## INFORMATION SHOWN
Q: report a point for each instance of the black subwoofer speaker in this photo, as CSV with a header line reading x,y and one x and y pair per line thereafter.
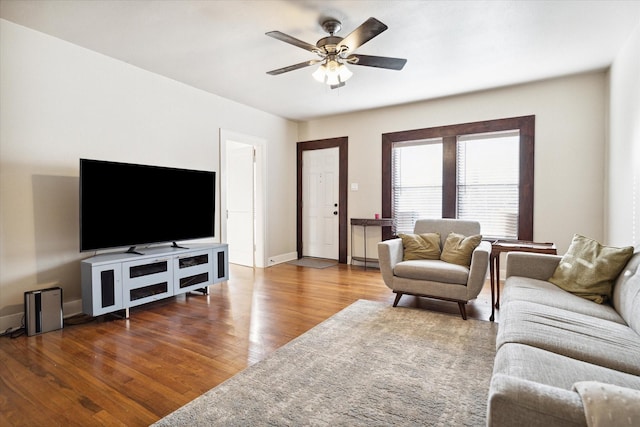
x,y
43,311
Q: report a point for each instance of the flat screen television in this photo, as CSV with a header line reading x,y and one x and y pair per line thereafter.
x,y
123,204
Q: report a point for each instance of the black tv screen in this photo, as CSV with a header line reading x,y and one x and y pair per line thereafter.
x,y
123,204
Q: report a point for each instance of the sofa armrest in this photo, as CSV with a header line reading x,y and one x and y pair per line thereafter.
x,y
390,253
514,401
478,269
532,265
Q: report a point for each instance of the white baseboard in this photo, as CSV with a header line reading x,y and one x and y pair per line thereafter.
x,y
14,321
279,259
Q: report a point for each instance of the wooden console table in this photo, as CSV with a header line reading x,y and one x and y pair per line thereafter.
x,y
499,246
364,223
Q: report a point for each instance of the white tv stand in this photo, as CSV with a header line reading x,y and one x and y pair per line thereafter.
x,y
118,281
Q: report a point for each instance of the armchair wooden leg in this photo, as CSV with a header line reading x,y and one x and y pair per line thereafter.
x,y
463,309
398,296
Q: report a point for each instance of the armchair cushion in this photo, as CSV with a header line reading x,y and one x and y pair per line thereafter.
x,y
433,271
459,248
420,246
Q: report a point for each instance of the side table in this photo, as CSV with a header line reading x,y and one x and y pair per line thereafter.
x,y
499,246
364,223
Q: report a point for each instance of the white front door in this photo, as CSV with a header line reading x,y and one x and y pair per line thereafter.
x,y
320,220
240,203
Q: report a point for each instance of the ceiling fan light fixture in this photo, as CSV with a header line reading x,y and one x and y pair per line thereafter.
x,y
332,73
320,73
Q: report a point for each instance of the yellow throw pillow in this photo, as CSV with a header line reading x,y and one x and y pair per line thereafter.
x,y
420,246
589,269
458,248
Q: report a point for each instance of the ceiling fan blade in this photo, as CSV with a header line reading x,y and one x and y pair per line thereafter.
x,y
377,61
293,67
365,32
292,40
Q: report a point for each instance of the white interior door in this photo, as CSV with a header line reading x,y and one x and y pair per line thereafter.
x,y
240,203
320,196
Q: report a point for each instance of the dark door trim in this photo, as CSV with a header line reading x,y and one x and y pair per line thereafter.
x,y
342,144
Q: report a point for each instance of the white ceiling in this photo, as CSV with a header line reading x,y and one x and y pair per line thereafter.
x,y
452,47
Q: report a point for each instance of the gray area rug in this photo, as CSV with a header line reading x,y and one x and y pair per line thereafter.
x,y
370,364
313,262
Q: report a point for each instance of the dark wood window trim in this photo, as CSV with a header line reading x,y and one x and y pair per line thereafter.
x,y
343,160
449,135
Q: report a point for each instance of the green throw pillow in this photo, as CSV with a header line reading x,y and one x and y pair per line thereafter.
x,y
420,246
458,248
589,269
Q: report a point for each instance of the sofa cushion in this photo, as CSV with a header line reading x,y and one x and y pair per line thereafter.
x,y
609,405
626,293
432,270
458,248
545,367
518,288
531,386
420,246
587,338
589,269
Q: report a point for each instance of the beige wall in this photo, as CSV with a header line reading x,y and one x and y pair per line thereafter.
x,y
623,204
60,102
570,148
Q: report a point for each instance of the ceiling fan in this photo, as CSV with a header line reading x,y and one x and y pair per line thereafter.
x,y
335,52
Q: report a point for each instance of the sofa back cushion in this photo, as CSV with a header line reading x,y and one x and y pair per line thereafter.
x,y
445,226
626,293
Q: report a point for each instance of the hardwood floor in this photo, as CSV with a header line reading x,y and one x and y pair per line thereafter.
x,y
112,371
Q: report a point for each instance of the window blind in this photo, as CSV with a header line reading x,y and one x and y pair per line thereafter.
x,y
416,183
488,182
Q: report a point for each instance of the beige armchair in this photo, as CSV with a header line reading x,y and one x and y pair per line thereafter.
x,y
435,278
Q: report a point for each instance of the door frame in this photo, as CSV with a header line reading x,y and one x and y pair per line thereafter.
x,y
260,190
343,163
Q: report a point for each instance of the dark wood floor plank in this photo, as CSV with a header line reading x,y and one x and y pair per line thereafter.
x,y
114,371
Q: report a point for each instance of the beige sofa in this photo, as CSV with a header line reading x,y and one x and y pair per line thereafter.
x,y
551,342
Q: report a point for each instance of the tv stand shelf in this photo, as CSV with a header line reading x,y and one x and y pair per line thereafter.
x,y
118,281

## WHAT YOU NEED TO DO
Please quote, word for word, the records above from the line containing "Q: report a point for each instance of the tv" through the last line, including both ends.

## RESULT
Q: report a point for each instance of the tv stand shelf in this photo, as CSV with a header line reading x,y and one x and y pair per line thereafter.
x,y
118,281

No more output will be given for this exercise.